PROMPT:
Copy out the items below word for word, from the first line through the line containing "pixel 16 78", including both ends.

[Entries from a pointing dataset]
-- -- --

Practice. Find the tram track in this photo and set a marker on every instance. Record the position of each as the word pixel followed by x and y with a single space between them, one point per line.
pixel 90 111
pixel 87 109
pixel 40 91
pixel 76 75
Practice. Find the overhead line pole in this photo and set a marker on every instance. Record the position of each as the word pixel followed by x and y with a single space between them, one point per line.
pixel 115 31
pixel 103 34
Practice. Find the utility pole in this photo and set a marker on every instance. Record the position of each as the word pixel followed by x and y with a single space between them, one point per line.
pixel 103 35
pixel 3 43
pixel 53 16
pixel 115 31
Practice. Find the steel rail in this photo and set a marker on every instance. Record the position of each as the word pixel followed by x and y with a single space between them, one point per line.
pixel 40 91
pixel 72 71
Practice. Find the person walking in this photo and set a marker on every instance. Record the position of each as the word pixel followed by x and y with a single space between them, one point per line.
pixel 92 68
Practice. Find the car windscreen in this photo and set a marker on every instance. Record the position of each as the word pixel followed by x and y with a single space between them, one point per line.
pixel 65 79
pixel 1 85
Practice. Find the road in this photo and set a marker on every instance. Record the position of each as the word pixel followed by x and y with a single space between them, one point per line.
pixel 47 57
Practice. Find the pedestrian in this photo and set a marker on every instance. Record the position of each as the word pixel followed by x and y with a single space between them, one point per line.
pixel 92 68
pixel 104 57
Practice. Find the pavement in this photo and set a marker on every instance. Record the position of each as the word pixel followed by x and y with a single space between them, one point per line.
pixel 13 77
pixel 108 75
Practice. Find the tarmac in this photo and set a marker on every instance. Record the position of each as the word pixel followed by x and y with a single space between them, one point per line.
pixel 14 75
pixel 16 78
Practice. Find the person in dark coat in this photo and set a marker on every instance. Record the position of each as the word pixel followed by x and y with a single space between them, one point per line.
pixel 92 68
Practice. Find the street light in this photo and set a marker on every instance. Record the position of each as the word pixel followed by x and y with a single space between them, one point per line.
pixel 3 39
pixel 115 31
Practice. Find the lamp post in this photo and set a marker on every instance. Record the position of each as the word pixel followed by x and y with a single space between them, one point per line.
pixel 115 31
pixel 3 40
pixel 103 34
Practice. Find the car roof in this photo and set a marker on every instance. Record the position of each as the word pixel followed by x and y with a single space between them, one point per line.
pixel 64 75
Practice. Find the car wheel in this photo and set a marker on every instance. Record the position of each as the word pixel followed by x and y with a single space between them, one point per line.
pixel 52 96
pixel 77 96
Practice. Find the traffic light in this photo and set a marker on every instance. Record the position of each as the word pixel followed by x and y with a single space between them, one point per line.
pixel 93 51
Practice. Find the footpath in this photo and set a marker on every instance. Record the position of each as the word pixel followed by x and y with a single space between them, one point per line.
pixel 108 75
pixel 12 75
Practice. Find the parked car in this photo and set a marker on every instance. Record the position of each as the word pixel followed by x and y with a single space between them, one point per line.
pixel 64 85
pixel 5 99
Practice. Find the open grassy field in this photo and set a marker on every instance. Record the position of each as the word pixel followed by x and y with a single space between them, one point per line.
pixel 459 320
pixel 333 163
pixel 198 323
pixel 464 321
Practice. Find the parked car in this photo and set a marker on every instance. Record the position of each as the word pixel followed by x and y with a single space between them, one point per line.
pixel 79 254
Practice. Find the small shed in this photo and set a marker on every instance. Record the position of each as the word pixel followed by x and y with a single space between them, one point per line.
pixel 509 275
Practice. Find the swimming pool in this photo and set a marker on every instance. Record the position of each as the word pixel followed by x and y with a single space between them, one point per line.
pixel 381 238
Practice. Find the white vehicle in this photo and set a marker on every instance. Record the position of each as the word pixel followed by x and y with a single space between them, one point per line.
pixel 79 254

-- -- --

SOLUTION TO THIS EXERCISE:
Practice. Find the tram track in this photo and set a marker on every instance. Record the position of each as the word pixel followed by x and y with a single space between them, one point per line.
pixel 90 111
pixel 87 109
pixel 40 91
pixel 76 75
Practice. Find the overhead line pole in this photo and set a marker on every instance. Record the position of each as the word pixel followed by x and y with a single space between them, one point per line.
pixel 115 31
pixel 103 34
Practice. Find the utility pole in this photo and set a marker on every instance. Record the position of each as the word pixel followed by x and y with a single space between them, one point per line.
pixel 103 35
pixel 3 43
pixel 53 16
pixel 115 31
Practice. Find the steel rail in this photo and set a marker on every instance. Record the position of each as the word pixel followed by x and y with a single space between them, one point per line.
pixel 40 91
pixel 72 71
Practice. Find the person walking in this photo and set a marker on every instance. Record the position of each as the word pixel followed by x and y with a single space between them, one point per line.
pixel 92 68
Practice. Find the car windscreen in this photo and set a marker on every instance. Record the position of each as the word pixel followed by x and y with a single space between them, one point per line.
pixel 65 79
pixel 1 85
Practice. Find the road in this photo and set a marker on every instance. Record the position of each as the word pixel followed by x and y with a single space between them, one point per line.
pixel 47 57
Practice. Find the pedestrian in this photo and set a marker on every instance. Record the position of each as the word pixel followed by x and y with a single space between them, one point per line.
pixel 92 68
pixel 104 57
Practice. Find the pavement in this photo and set a marker on every instance. Record the position of each as the word pixel followed by x and y with a single space between them, one point per line.
pixel 13 77
pixel 108 75
Practice. Find the tarmac in this photo and set a marker on every instance. Record the position of each as the word pixel followed by x and y with a single space between them, one point per line.
pixel 14 75
pixel 16 78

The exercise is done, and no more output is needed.